Check each line of the material. Copy those containing "wading".

• **GIVEN DATA**
BEGIN

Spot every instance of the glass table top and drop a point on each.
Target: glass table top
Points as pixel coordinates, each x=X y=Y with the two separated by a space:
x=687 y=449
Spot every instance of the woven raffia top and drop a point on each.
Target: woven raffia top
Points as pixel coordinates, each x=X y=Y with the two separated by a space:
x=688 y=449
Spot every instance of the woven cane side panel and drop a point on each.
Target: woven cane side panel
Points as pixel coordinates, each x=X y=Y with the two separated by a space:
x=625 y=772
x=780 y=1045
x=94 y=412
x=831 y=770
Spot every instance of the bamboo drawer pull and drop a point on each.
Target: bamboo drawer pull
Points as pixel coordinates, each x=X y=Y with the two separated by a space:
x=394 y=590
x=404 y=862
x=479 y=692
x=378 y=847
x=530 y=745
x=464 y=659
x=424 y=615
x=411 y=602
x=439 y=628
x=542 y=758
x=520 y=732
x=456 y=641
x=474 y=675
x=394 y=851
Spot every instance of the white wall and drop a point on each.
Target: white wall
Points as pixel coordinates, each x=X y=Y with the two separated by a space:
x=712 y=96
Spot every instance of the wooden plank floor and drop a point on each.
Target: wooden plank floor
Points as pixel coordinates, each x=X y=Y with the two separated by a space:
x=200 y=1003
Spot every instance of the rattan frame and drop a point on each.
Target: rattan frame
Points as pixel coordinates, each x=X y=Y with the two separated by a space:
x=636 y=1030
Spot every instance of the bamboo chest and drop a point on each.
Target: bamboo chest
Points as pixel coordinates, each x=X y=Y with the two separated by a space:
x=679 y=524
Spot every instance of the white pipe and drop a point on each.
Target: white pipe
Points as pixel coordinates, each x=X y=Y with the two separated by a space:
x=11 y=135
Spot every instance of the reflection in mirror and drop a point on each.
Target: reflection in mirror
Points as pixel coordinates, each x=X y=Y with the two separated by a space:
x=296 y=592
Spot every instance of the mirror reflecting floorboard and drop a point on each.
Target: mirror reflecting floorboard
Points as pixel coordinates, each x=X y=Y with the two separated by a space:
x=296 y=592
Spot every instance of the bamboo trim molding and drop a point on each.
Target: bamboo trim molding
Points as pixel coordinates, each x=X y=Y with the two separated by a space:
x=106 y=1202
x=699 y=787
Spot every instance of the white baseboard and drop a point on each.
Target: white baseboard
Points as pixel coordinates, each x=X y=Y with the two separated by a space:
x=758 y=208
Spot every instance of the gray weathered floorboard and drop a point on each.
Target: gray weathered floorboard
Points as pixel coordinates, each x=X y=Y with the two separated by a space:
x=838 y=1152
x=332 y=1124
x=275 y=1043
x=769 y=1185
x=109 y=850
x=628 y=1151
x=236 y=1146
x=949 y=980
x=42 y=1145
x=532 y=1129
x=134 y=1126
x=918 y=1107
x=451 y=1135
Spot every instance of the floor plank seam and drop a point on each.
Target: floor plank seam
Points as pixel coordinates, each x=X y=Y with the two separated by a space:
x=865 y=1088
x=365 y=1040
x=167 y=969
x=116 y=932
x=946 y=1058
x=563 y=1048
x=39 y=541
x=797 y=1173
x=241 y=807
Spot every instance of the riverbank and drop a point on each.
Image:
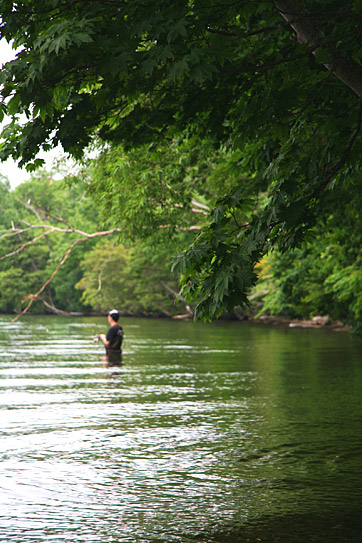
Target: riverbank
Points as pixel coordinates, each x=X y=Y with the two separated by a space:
x=315 y=322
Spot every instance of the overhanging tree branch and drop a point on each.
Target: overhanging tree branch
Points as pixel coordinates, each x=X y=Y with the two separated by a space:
x=344 y=68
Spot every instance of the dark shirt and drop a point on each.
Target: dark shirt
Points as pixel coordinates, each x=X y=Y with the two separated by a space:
x=115 y=338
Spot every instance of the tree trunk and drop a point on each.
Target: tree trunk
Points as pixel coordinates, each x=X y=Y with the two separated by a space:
x=344 y=68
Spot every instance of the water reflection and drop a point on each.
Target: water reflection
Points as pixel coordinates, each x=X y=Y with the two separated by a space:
x=221 y=433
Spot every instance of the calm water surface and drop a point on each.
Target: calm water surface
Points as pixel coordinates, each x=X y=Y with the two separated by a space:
x=221 y=433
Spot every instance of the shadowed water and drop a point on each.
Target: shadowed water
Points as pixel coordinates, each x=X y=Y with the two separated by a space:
x=225 y=433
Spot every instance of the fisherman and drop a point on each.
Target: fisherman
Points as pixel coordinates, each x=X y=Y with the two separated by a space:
x=114 y=337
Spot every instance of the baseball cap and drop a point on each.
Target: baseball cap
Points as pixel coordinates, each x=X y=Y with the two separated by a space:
x=114 y=314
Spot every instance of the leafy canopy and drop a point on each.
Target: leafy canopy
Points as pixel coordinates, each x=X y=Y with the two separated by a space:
x=279 y=83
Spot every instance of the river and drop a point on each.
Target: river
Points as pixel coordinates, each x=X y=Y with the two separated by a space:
x=210 y=433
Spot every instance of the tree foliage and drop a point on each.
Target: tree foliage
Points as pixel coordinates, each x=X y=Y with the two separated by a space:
x=278 y=85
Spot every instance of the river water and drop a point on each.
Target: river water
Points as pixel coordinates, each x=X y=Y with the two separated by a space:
x=219 y=433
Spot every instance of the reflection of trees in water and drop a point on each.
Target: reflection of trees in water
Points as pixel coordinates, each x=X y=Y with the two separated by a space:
x=334 y=526
x=112 y=360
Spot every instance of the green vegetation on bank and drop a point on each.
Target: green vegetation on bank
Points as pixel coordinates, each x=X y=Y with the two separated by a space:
x=321 y=277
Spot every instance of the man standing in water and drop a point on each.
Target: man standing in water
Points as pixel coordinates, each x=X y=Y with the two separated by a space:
x=114 y=337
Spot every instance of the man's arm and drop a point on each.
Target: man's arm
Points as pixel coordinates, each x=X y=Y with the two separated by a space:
x=103 y=338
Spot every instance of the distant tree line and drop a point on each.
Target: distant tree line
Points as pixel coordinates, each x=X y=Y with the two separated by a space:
x=41 y=220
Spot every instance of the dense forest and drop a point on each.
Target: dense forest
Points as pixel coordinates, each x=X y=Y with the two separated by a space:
x=228 y=142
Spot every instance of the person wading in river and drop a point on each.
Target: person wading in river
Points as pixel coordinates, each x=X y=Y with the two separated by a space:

END

• **YOUR SOLUTION**
Spot every instance of the person wading in river and drop a point on each.
Target: person wading in river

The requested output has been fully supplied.